▶ AIM: Update the material, starting at the line that contains "Target: modern building" and ending at the end of the material, by replacing "modern" with "contemporary". Reproduce only those lines, with everything else unchanged.
-- START OF SOURCE MATERIAL --
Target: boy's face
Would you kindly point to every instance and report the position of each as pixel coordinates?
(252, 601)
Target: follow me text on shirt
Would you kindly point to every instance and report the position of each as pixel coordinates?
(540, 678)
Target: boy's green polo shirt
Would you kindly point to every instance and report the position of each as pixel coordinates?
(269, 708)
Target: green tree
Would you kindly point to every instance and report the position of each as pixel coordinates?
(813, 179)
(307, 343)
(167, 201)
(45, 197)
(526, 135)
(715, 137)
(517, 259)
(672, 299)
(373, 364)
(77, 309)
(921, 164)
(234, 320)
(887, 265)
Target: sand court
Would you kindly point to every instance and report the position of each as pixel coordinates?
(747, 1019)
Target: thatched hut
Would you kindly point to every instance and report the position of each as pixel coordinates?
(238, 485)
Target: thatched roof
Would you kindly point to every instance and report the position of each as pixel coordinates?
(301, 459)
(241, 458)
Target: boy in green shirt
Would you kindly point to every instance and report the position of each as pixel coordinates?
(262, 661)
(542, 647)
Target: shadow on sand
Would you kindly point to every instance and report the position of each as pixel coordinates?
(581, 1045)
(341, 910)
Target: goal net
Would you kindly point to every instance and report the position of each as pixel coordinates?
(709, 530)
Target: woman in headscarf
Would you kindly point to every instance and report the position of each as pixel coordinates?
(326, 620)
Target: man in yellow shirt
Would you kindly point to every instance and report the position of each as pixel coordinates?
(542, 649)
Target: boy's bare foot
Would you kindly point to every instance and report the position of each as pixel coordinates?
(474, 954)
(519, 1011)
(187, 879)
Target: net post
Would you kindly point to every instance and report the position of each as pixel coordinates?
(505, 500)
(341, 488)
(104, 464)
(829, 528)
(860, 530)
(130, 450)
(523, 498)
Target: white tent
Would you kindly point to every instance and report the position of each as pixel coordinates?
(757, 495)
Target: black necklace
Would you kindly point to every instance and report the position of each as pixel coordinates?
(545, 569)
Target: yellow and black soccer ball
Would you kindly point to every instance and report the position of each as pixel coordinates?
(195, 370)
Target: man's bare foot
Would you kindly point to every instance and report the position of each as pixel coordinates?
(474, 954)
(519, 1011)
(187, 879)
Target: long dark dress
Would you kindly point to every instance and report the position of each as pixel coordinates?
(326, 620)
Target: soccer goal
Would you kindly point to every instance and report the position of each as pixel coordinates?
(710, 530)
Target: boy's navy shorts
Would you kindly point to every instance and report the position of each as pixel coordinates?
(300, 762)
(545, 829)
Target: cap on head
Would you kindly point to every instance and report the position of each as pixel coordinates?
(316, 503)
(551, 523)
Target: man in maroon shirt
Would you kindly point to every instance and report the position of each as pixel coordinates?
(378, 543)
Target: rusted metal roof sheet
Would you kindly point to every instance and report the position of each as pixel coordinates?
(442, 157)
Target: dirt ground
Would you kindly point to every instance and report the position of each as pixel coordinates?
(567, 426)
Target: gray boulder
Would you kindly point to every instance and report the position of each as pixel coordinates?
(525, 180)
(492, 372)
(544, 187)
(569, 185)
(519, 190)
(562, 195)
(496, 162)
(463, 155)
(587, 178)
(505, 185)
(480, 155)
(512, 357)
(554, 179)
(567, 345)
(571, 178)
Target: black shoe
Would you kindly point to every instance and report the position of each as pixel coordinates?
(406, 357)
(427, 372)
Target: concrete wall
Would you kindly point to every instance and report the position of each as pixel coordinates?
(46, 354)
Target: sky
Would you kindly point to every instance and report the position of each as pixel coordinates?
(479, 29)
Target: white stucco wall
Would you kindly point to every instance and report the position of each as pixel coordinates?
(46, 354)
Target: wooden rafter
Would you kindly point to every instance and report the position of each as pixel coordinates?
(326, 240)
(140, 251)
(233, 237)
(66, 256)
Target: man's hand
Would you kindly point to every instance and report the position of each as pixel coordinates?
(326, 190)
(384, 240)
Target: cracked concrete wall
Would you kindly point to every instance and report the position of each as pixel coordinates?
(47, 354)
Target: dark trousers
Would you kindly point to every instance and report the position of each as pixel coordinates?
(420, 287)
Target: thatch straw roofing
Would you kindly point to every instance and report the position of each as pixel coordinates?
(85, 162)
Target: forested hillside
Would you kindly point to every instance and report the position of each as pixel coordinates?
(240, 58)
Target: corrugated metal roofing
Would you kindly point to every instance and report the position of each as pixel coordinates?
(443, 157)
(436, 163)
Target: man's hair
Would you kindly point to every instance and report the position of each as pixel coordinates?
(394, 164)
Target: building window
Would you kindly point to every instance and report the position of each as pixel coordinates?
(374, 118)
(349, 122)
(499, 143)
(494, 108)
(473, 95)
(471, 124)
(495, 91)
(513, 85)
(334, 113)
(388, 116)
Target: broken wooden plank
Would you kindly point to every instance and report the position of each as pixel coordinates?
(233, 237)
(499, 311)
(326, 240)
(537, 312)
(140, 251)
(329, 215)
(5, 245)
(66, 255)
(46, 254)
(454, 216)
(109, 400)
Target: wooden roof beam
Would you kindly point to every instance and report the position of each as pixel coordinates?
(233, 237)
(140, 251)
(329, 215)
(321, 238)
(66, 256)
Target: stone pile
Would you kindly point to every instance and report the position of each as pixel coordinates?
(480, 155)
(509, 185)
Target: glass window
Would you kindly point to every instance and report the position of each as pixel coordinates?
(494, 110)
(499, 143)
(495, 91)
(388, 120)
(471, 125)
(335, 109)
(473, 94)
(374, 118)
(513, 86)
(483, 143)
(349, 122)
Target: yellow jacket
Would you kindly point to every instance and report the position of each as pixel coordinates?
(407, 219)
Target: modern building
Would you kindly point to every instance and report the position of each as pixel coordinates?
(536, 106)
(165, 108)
-- END OF SOURCE MATERIAL --
▶ EXPECTED OUTPUT:
Target: contemporary building
Would you kindly point to every instance and report the position of each as pixel coordinates?
(536, 106)
(165, 108)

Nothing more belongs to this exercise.